**GOAL OF THE EXERCISE**: Report every line of the records that contains the string "overcoat". Treat uppercase and lowercase letters as different.

Point annotation dataset records:
/---

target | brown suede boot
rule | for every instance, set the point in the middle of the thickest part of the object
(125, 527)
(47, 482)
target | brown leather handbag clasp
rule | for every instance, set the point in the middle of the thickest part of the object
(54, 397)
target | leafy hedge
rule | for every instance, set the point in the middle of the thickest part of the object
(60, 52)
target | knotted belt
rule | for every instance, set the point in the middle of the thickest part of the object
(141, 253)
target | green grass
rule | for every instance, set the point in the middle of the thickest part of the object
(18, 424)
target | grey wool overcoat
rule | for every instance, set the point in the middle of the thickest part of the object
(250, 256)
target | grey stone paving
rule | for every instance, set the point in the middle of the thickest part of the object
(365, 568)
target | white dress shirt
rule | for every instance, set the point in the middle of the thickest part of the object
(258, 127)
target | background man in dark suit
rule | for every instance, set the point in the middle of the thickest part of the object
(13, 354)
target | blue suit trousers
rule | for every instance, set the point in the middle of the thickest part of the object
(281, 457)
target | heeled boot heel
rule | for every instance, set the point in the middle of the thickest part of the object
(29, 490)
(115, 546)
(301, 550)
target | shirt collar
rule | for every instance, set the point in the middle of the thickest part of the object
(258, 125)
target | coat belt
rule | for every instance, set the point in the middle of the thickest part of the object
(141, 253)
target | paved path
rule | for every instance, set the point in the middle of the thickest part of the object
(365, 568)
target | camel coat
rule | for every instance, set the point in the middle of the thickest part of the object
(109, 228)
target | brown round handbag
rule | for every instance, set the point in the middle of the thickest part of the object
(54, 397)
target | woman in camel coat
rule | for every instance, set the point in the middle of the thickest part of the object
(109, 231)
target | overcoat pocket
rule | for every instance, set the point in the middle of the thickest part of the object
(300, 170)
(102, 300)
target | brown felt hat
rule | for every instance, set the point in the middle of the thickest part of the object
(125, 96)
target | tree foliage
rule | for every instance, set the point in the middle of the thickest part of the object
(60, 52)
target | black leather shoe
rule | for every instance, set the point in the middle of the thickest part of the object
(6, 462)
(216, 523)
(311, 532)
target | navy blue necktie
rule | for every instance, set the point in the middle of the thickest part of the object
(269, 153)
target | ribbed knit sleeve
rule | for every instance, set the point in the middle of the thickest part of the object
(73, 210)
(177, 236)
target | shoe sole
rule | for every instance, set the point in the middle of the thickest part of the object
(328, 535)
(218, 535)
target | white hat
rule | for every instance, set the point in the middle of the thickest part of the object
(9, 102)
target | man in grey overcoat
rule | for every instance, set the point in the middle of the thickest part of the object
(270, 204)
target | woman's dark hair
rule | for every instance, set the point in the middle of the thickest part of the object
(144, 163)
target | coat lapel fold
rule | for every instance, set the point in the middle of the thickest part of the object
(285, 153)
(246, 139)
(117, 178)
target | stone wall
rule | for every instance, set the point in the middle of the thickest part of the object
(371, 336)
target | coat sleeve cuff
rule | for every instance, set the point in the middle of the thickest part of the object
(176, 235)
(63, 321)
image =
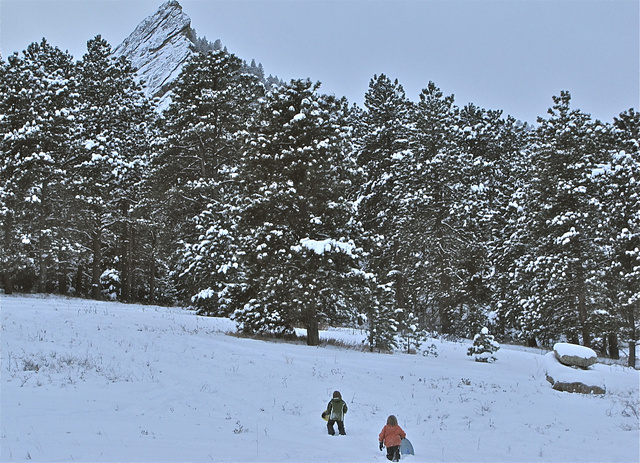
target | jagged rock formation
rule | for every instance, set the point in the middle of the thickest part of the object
(159, 47)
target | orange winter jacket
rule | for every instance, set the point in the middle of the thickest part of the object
(392, 435)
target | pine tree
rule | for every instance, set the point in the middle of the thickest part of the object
(296, 230)
(383, 133)
(620, 179)
(433, 231)
(195, 172)
(560, 218)
(38, 106)
(112, 159)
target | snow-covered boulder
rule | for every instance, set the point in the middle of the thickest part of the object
(574, 356)
(571, 379)
(484, 346)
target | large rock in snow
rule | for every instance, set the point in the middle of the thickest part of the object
(575, 356)
(159, 47)
(570, 379)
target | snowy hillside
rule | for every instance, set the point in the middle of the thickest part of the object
(96, 381)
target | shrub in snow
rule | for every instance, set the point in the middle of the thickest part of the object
(574, 356)
(567, 379)
(110, 283)
(411, 336)
(484, 346)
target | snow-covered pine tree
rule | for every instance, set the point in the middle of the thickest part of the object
(410, 333)
(38, 107)
(194, 174)
(494, 145)
(433, 232)
(561, 216)
(112, 157)
(384, 133)
(296, 230)
(620, 179)
(484, 347)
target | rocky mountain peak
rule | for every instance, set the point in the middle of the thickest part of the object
(159, 47)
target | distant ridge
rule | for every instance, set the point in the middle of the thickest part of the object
(158, 48)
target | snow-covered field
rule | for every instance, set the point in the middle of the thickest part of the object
(101, 381)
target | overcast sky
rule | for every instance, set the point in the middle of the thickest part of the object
(512, 55)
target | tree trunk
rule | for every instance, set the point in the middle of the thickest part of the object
(582, 308)
(78, 281)
(7, 282)
(7, 272)
(125, 263)
(313, 329)
(613, 346)
(152, 269)
(97, 263)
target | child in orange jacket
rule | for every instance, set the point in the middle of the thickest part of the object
(391, 436)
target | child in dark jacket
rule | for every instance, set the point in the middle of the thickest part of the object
(391, 436)
(336, 410)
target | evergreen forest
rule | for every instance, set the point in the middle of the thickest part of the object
(282, 207)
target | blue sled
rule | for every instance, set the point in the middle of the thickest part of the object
(406, 448)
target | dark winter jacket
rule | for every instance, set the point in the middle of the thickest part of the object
(337, 408)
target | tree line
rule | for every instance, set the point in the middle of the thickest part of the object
(283, 207)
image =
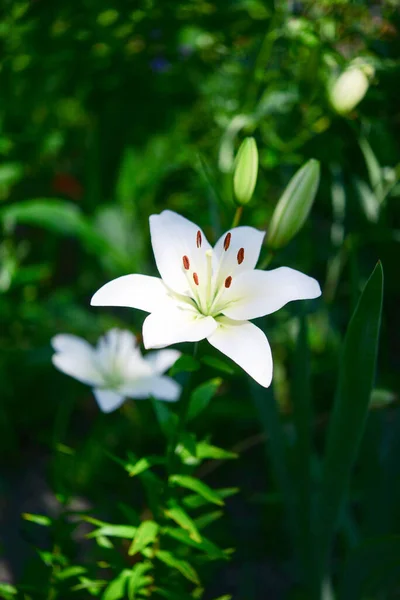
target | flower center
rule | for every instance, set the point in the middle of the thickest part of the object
(206, 284)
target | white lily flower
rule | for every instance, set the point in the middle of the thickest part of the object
(209, 293)
(115, 368)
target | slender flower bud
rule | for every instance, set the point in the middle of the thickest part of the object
(246, 169)
(350, 88)
(294, 205)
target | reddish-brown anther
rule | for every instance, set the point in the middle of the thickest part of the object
(227, 241)
(240, 256)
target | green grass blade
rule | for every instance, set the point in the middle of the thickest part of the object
(356, 376)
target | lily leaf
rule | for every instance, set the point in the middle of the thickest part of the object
(201, 396)
(145, 535)
(356, 378)
(191, 483)
(179, 515)
(180, 565)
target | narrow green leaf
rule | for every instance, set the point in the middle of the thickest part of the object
(139, 579)
(294, 205)
(191, 483)
(143, 464)
(356, 376)
(301, 455)
(8, 591)
(172, 595)
(196, 501)
(205, 450)
(73, 571)
(38, 519)
(146, 534)
(202, 395)
(61, 217)
(372, 569)
(219, 364)
(176, 513)
(180, 565)
(167, 420)
(212, 551)
(121, 531)
(271, 423)
(185, 364)
(116, 589)
(208, 518)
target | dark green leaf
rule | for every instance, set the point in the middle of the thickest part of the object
(185, 364)
(205, 450)
(196, 501)
(180, 565)
(146, 534)
(219, 364)
(202, 395)
(180, 516)
(372, 569)
(356, 377)
(116, 589)
(212, 551)
(191, 483)
(38, 519)
(139, 579)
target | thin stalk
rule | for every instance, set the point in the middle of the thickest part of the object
(267, 260)
(182, 418)
(237, 217)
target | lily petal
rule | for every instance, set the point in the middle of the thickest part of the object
(75, 357)
(259, 293)
(174, 237)
(164, 328)
(133, 291)
(162, 360)
(247, 346)
(161, 387)
(238, 252)
(108, 400)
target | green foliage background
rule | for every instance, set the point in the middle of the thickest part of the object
(110, 112)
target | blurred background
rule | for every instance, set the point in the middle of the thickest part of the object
(112, 111)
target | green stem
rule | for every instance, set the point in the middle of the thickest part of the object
(267, 260)
(237, 217)
(180, 426)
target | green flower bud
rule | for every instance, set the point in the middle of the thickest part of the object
(350, 88)
(294, 205)
(246, 168)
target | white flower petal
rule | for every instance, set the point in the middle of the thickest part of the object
(79, 364)
(241, 255)
(172, 238)
(108, 400)
(161, 387)
(134, 291)
(247, 346)
(258, 293)
(165, 388)
(164, 328)
(161, 360)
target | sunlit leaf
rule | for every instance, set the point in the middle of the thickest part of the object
(145, 534)
(180, 565)
(356, 377)
(202, 395)
(191, 483)
(180, 516)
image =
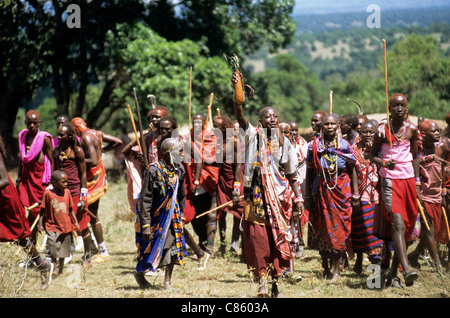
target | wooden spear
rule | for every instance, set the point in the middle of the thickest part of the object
(218, 207)
(134, 127)
(140, 128)
(423, 215)
(386, 92)
(331, 102)
(446, 221)
(190, 97)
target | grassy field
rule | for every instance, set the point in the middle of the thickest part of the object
(225, 277)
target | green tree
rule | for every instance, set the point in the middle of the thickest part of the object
(419, 70)
(293, 90)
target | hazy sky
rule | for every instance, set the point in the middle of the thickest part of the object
(327, 6)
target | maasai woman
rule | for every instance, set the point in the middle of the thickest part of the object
(231, 181)
(35, 166)
(203, 172)
(269, 216)
(69, 157)
(363, 240)
(14, 226)
(432, 171)
(160, 212)
(395, 151)
(329, 158)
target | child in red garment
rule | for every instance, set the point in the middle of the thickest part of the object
(59, 218)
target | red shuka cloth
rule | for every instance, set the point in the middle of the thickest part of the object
(57, 212)
(13, 221)
(31, 189)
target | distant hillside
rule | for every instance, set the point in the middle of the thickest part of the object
(341, 43)
(317, 23)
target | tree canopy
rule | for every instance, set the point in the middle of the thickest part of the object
(89, 70)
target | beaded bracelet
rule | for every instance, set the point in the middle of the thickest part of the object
(427, 159)
(83, 195)
(297, 200)
(236, 187)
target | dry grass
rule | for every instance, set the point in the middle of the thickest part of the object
(225, 277)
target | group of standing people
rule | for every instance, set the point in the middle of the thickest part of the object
(60, 182)
(359, 187)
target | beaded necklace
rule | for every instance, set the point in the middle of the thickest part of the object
(332, 167)
(63, 155)
(401, 133)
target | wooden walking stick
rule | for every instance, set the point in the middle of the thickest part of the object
(140, 128)
(37, 218)
(190, 97)
(134, 127)
(422, 213)
(207, 116)
(386, 92)
(153, 100)
(446, 221)
(218, 207)
(331, 102)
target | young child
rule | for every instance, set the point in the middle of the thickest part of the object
(59, 219)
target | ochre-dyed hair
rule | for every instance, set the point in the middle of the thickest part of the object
(227, 123)
(79, 124)
(321, 112)
(33, 112)
(426, 125)
(170, 119)
(393, 97)
(163, 109)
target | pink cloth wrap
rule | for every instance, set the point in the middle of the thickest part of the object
(403, 160)
(35, 150)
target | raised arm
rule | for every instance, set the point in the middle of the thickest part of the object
(238, 107)
(113, 142)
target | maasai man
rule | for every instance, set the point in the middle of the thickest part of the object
(395, 151)
(301, 148)
(269, 213)
(363, 240)
(92, 144)
(35, 164)
(349, 126)
(203, 172)
(160, 213)
(69, 157)
(446, 141)
(151, 138)
(14, 226)
(316, 122)
(331, 160)
(432, 170)
(361, 120)
(231, 181)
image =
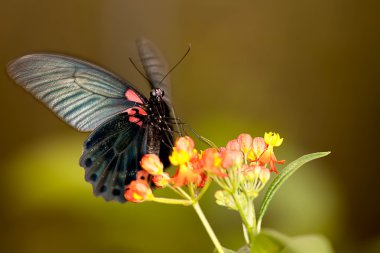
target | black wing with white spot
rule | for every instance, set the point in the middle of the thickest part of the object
(155, 67)
(111, 156)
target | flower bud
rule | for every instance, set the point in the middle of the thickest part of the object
(231, 158)
(233, 145)
(245, 142)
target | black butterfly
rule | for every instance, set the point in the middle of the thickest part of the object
(125, 124)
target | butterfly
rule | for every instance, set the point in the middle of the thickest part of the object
(125, 124)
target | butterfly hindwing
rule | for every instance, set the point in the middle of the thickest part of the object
(82, 94)
(111, 156)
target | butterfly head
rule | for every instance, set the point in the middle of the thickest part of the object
(157, 93)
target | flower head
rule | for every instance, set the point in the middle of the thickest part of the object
(183, 151)
(268, 157)
(152, 164)
(161, 180)
(273, 139)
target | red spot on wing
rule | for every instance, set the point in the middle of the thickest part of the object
(135, 111)
(132, 96)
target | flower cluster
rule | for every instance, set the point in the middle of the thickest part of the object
(243, 165)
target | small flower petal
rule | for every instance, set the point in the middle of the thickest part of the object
(138, 191)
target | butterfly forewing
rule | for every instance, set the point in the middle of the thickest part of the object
(155, 67)
(125, 124)
(80, 93)
(111, 156)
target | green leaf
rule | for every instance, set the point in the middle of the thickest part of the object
(309, 244)
(265, 243)
(225, 250)
(282, 177)
(244, 249)
(270, 241)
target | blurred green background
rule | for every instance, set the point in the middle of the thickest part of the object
(306, 69)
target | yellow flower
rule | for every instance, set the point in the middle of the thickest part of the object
(273, 139)
(179, 157)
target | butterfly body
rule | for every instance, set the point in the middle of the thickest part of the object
(125, 124)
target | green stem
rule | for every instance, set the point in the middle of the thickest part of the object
(204, 189)
(173, 201)
(208, 228)
(244, 219)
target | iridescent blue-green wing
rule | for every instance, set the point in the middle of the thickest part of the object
(82, 94)
(112, 154)
(155, 67)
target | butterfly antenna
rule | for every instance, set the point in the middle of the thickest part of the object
(204, 139)
(138, 70)
(176, 122)
(182, 58)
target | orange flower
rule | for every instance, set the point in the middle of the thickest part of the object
(233, 145)
(185, 175)
(138, 191)
(258, 146)
(268, 157)
(211, 162)
(184, 144)
(231, 158)
(245, 142)
(161, 180)
(152, 164)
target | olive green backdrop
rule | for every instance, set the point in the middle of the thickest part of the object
(306, 69)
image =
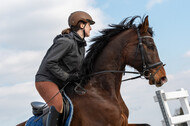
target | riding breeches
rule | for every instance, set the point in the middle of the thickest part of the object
(49, 92)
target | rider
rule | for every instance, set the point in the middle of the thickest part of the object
(62, 62)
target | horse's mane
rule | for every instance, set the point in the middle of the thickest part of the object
(101, 41)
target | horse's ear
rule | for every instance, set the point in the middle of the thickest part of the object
(145, 25)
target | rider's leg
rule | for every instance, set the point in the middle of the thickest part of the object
(48, 90)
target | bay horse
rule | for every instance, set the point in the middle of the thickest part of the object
(122, 44)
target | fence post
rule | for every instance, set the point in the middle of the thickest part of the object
(181, 95)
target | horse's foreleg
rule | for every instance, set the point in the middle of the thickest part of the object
(22, 124)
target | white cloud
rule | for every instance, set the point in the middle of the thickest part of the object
(187, 54)
(151, 3)
(18, 66)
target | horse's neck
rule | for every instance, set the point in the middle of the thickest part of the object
(110, 59)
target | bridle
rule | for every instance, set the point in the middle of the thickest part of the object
(146, 66)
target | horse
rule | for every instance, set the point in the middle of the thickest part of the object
(126, 43)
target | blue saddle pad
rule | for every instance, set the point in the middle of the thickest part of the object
(32, 122)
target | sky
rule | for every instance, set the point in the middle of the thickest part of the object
(27, 29)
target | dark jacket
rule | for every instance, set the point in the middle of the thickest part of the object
(64, 57)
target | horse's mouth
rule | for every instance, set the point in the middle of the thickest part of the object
(159, 83)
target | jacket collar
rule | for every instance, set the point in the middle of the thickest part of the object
(81, 42)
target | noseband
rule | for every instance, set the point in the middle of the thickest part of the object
(146, 66)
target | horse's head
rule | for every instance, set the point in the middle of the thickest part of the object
(145, 55)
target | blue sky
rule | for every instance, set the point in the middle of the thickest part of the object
(28, 27)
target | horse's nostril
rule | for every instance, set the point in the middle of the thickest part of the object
(164, 80)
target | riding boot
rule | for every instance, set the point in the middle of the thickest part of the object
(52, 118)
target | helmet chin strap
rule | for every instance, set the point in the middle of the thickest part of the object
(84, 31)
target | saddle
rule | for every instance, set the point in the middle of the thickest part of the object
(40, 109)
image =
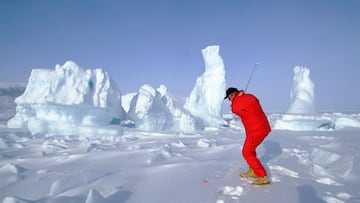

\---

**THE ANSWER**:
target | grey wool overcoat
target | overcoat pocket
target | man in grey overcoat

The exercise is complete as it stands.